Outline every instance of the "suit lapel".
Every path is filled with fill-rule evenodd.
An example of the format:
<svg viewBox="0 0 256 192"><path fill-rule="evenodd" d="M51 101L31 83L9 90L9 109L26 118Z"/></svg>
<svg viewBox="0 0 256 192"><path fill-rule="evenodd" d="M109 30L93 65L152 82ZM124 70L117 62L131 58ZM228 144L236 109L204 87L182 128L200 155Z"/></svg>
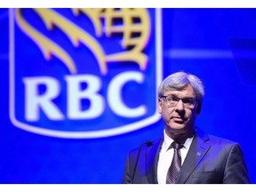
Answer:
<svg viewBox="0 0 256 192"><path fill-rule="evenodd" d="M203 132L199 132L195 135L176 183L186 183L210 148L211 145L206 142L207 140L209 140L208 136Z"/></svg>
<svg viewBox="0 0 256 192"><path fill-rule="evenodd" d="M153 143L146 150L146 172L148 183L157 183L157 161L163 138Z"/></svg>

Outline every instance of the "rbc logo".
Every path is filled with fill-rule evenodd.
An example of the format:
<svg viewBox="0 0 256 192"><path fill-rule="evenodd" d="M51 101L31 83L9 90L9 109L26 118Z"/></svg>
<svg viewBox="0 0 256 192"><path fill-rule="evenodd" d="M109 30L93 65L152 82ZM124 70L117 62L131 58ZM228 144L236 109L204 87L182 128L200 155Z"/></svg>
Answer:
<svg viewBox="0 0 256 192"><path fill-rule="evenodd" d="M161 23L157 9L10 10L12 123L82 139L156 122Z"/></svg>

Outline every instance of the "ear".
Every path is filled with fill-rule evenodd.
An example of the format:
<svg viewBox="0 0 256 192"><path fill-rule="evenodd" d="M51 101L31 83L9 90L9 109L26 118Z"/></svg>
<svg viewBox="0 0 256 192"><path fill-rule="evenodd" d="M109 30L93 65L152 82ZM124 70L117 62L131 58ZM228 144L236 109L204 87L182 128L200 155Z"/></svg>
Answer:
<svg viewBox="0 0 256 192"><path fill-rule="evenodd" d="M163 108L163 102L161 99L158 98L157 109L158 109L159 114L162 114L162 110L163 110L162 108Z"/></svg>
<svg viewBox="0 0 256 192"><path fill-rule="evenodd" d="M196 108L196 115L198 116L201 112L201 108L202 108L202 102L199 102L197 104L197 108Z"/></svg>

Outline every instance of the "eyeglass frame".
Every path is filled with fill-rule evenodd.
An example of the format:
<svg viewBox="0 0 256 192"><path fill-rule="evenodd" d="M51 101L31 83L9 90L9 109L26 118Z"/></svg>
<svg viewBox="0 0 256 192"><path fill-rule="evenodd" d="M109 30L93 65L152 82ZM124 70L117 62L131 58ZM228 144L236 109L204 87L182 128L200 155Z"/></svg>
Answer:
<svg viewBox="0 0 256 192"><path fill-rule="evenodd" d="M172 100L172 101L175 101L175 102L177 101L176 104L171 105L170 101L172 101L172 100L167 100L168 97L172 97L172 99L177 99L177 100ZM185 108L194 108L195 106L196 105L197 101L198 101L197 99L194 99L194 98L178 98L176 96L170 95L170 94L169 95L161 95L160 99L162 99L162 98L164 99L164 100L167 102L168 107L170 107L170 108L176 107L178 105L179 101L181 100ZM191 103L191 105L189 105L189 102L186 102L186 101L184 102L184 100L193 100L193 103Z"/></svg>

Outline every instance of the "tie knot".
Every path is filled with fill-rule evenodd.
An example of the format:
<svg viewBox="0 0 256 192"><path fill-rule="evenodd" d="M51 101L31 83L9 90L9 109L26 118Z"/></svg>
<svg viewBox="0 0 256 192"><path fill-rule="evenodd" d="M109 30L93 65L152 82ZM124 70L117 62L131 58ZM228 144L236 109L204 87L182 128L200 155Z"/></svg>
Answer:
<svg viewBox="0 0 256 192"><path fill-rule="evenodd" d="M174 148L174 149L180 149L182 148L182 145L180 144L179 142L173 141L171 146Z"/></svg>

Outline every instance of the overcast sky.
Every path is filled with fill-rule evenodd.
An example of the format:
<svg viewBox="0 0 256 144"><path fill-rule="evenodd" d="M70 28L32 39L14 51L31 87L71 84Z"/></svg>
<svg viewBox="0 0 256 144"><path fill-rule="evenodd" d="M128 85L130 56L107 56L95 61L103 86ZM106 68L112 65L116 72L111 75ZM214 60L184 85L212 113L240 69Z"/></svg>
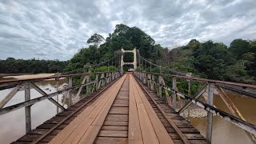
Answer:
<svg viewBox="0 0 256 144"><path fill-rule="evenodd" d="M94 33L137 26L174 47L191 38L255 39L256 0L2 0L0 59L68 60Z"/></svg>

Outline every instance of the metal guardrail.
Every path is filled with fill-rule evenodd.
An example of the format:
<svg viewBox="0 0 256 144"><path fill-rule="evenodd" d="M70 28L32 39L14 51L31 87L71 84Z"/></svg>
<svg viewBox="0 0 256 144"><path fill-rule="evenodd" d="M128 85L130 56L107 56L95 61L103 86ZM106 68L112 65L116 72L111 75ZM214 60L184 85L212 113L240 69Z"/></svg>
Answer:
<svg viewBox="0 0 256 144"><path fill-rule="evenodd" d="M28 133L31 130L31 106L38 102L49 99L54 104L55 104L62 110L64 110L65 108L63 106L59 104L52 98L58 94L67 92L68 97L68 107L72 106L72 94L71 91L74 90L78 90L75 98L79 97L82 89L86 87L86 95L89 95L94 90L98 90L101 86L105 86L106 83L116 79L120 77L122 74L119 71L111 71L111 72L96 72L96 73L84 73L84 74L64 74L64 75L54 75L50 77L41 77L41 78L26 78L26 79L14 79L14 80L3 80L0 81L1 85L5 85L2 86L2 90L14 88L1 102L0 102L0 115L7 114L10 111L16 110L18 109L25 107L25 116L26 116L26 132ZM83 80L81 84L77 86L72 86L73 77L83 77ZM35 84L35 82L44 81L47 79L54 79L54 81L58 81L61 78L68 78L68 87L58 90L57 88L57 92L51 94L46 94L43 90ZM94 79L92 79L94 78ZM30 90L34 89L39 92L42 96L30 99ZM25 101L14 104L10 106L4 107L6 104L12 99L12 98L17 94L18 91L24 90L25 91ZM66 96L65 95L65 98Z"/></svg>
<svg viewBox="0 0 256 144"><path fill-rule="evenodd" d="M246 121L246 119L243 118L242 114L240 113L238 109L237 109L237 107L232 102L231 99L228 97L228 95L222 88L223 87L225 89L231 89L230 90L233 90L233 91L236 91L234 90L237 90L235 88L233 88L234 86L241 86L243 88L250 87L252 89L256 89L255 85L205 79L181 75L165 74L159 73L134 71L134 74L137 78L138 78L138 79L140 79L144 84L146 84L152 90L156 91L159 97L162 97L162 90L164 90L164 94L166 94L165 97L166 98L168 104L171 106L172 108L174 109L178 114L182 113L192 103L194 103L201 108L206 110L207 111L206 140L208 141L208 142L211 142L214 114L221 118L223 118L225 120L227 120L230 122L244 130L248 137L250 138L251 142L253 142L254 143L256 142L256 138L254 135L256 134L256 126ZM172 79L171 87L166 85L164 78L167 77L171 78ZM158 80L158 82L156 82L156 79ZM178 79L187 80L187 82L189 82L189 90L190 90L190 86L191 86L191 81L203 82L205 83L205 86L194 97L191 97L186 94L183 94L178 91L177 88ZM230 110L234 115L231 115L214 106L213 100L214 90L218 91L220 97L224 101L225 104L227 106L227 107L230 109ZM169 94L169 92L171 93L170 95ZM254 97L253 93L245 91L242 92L244 92L243 94L246 94L246 95L248 95L249 97L255 98L255 97ZM189 91L189 93L190 92ZM198 100L198 98L200 98L200 96L202 95L203 93L207 93L206 102ZM238 93L241 94L241 90L238 91ZM177 110L176 106L177 97L181 97L188 101L187 103L185 104L179 110Z"/></svg>

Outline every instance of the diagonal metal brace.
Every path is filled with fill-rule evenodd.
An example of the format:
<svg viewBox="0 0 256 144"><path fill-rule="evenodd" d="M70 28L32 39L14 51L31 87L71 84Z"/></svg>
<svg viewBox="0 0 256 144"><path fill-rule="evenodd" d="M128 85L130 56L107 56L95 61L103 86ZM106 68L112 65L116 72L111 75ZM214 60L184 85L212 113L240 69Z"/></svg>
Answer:
<svg viewBox="0 0 256 144"><path fill-rule="evenodd" d="M36 86L34 83L31 82L31 86L37 90L38 93L40 93L42 95L47 95L47 94L43 91L40 87L38 87L38 86ZM62 109L62 110L65 110L65 107L63 107L61 104L59 104L58 102L56 102L54 98L48 98L49 101L50 101L51 102L53 102L54 105L56 105L58 107L59 107L60 109Z"/></svg>
<svg viewBox="0 0 256 144"><path fill-rule="evenodd" d="M206 92L207 89L207 85L205 85L194 96L194 99L198 99L204 92ZM188 102L181 110L178 111L178 113L180 114L182 113L189 106L190 106L193 102L191 101Z"/></svg>

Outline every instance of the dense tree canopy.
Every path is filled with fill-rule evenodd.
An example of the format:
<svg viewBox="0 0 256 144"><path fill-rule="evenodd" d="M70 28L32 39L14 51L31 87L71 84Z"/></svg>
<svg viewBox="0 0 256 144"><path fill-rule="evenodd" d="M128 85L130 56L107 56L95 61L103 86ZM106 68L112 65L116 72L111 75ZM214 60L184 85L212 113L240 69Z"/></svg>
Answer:
<svg viewBox="0 0 256 144"><path fill-rule="evenodd" d="M105 38L101 34L94 34L87 40L87 43L93 43L98 47L98 45L104 41Z"/></svg>
<svg viewBox="0 0 256 144"><path fill-rule="evenodd" d="M94 34L87 41L93 45L82 48L69 62L13 58L0 60L0 73L52 73L62 71L64 67L64 71L69 71L109 59L121 48L135 47L149 61L179 72L206 78L256 83L256 40L234 39L227 46L210 40L200 42L191 39L186 46L169 50L155 44L139 28L119 24L104 41L102 36ZM102 44L98 46L100 43ZM133 55L125 55L124 58L131 62Z"/></svg>
<svg viewBox="0 0 256 144"><path fill-rule="evenodd" d="M0 73L56 73L62 72L67 62L58 60L15 59L0 60Z"/></svg>
<svg viewBox="0 0 256 144"><path fill-rule="evenodd" d="M192 73L199 77L255 83L256 41L235 39L230 46L207 41L192 39L186 46L170 50L171 69Z"/></svg>
<svg viewBox="0 0 256 144"><path fill-rule="evenodd" d="M154 62L159 61L162 50L160 45L155 45L154 40L139 28L119 24L115 26L113 34L109 34L106 42L98 49L95 46L81 49L71 58L66 70L82 68L85 65L93 65L105 61L114 56L122 47L124 50L133 50L135 47L139 50L144 58ZM125 62L132 60L132 55L125 55Z"/></svg>

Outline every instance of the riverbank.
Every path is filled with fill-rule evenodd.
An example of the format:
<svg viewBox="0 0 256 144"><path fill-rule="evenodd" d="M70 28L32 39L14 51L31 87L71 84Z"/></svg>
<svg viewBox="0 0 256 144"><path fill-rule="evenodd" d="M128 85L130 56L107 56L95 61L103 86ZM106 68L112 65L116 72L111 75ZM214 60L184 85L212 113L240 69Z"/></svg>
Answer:
<svg viewBox="0 0 256 144"><path fill-rule="evenodd" d="M14 78L14 79L26 79L26 78L42 78L42 77L50 77L53 76L54 74L23 74L22 75L10 75L4 76L3 78Z"/></svg>

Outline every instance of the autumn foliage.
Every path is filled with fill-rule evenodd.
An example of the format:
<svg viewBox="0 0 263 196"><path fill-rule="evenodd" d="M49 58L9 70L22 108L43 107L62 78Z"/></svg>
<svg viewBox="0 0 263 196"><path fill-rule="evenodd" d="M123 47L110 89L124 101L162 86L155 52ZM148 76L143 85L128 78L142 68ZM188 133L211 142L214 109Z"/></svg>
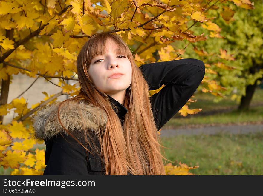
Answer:
<svg viewBox="0 0 263 196"><path fill-rule="evenodd" d="M234 8L230 8L230 4ZM1 0L0 164L4 169L13 169L12 175L43 174L45 152L33 148L37 143L33 137L31 115L62 95L77 94L79 89L77 56L93 35L103 31L118 33L132 50L138 67L179 59L189 43L224 38L220 34L220 27L213 21L218 12L224 20L231 22L235 8L252 9L253 5L249 0ZM192 30L194 26L209 33L198 35ZM192 52L200 58L215 55L197 47ZM223 48L217 52L220 59L233 59ZM223 70L235 68L220 61L214 64ZM205 65L206 72L217 74L211 65ZM12 76L19 73L36 80L43 77L61 90L54 95L42 92L46 98L33 105L28 105L22 95L8 103ZM52 83L52 78L59 82ZM74 82L68 84L69 80ZM202 91L215 96L222 96L220 91L225 89L212 77L205 76L201 84ZM150 91L149 96L163 87ZM188 108L194 101L190 99L179 112L185 116L201 111ZM16 116L3 124L3 117L12 109ZM181 164L167 166L166 173L170 175L189 174L189 169L197 167Z"/></svg>

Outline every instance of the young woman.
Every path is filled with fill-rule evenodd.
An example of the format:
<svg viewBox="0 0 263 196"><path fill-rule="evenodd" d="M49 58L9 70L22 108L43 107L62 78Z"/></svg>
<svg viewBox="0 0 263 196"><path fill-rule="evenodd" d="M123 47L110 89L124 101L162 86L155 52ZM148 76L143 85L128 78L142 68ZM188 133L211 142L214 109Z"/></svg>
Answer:
<svg viewBox="0 0 263 196"><path fill-rule="evenodd" d="M103 32L85 44L77 66L78 94L33 117L35 137L46 146L44 175L165 175L158 131L196 90L204 63L138 67L117 34Z"/></svg>

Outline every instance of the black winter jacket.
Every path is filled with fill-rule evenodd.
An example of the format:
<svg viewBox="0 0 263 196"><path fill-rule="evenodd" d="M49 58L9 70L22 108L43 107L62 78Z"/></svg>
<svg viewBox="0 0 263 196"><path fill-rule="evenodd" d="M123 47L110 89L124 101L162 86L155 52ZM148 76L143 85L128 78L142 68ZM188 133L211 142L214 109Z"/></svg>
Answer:
<svg viewBox="0 0 263 196"><path fill-rule="evenodd" d="M165 86L150 97L153 116L158 130L182 107L196 90L205 73L204 63L188 58L145 64L139 67L149 85L149 90ZM123 125L128 111L120 103L109 96L114 111ZM46 145L44 175L100 175L105 174L105 166L98 155L89 153L65 132L56 117L56 102L42 108L33 117L36 138L44 139ZM89 128L96 128L95 121L105 124L107 116L97 108L84 103L71 103L60 112L65 127L76 133L84 125L76 108L81 112ZM59 132L62 134L59 134ZM83 138L78 138L80 141Z"/></svg>

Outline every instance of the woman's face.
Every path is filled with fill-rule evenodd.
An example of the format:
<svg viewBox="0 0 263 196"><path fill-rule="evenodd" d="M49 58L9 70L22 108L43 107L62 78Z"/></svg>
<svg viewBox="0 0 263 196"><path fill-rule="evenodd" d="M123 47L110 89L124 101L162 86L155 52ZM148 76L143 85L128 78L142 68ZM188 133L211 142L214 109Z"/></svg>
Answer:
<svg viewBox="0 0 263 196"><path fill-rule="evenodd" d="M128 57L117 50L117 46L110 39L105 43L105 51L91 60L89 75L96 87L112 96L125 95L132 82L132 65ZM114 73L123 74L109 77Z"/></svg>

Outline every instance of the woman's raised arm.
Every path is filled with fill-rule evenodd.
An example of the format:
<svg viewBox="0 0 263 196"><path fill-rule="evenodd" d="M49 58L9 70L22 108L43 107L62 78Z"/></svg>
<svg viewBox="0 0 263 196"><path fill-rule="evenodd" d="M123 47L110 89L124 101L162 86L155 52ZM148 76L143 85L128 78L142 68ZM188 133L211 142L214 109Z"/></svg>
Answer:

**Exercise description**
Starting at the line that has "Outline every instance of the autumn foliage." and ending with the line that has "8L230 8L230 4ZM1", rewrite the material with "autumn foliage" changed to "fall leaves" and everything else left as it is. Leave out the picture.

**Solution below**
Outline every instance of the fall leaves.
Every path is filled with fill-rule evenodd.
An example of the format:
<svg viewBox="0 0 263 196"><path fill-rule="evenodd" d="M49 58L9 70L22 108L43 107L62 78Z"/></svg>
<svg viewBox="0 0 263 196"><path fill-rule="evenodd" d="M123 47L110 89L124 101L162 86L155 52ZM148 76L143 85L128 78L142 68ZM188 133L211 142L214 109Z"/></svg>
Answer:
<svg viewBox="0 0 263 196"><path fill-rule="evenodd" d="M234 8L230 8L230 4ZM1 0L0 164L4 169L13 169L12 175L43 174L45 152L33 148L37 143L33 137L31 115L62 95L77 94L79 89L77 56L93 35L103 31L118 33L132 50L138 67L179 59L189 43L224 38L220 34L220 27L213 21L218 12L224 20L231 22L235 8L252 9L253 5L249 0ZM192 30L194 26L209 33L198 35ZM192 52L200 58L215 55L197 47ZM223 48L217 52L220 59L233 59ZM223 70L235 68L220 61L214 64ZM205 65L206 72L217 74L211 65ZM12 76L19 73L36 80L43 77L61 90L54 95L42 92L46 98L33 105L28 105L22 95L8 103ZM52 83L52 78L59 82ZM74 82L68 84L69 80ZM202 91L215 96L222 96L220 91L225 89L212 77L205 76L201 84ZM150 91L149 96L163 87ZM188 108L194 101L190 99L179 112L185 116L201 111ZM16 116L3 124L3 117L12 109ZM181 164L167 166L166 173L170 175L189 174L189 169L197 167Z"/></svg>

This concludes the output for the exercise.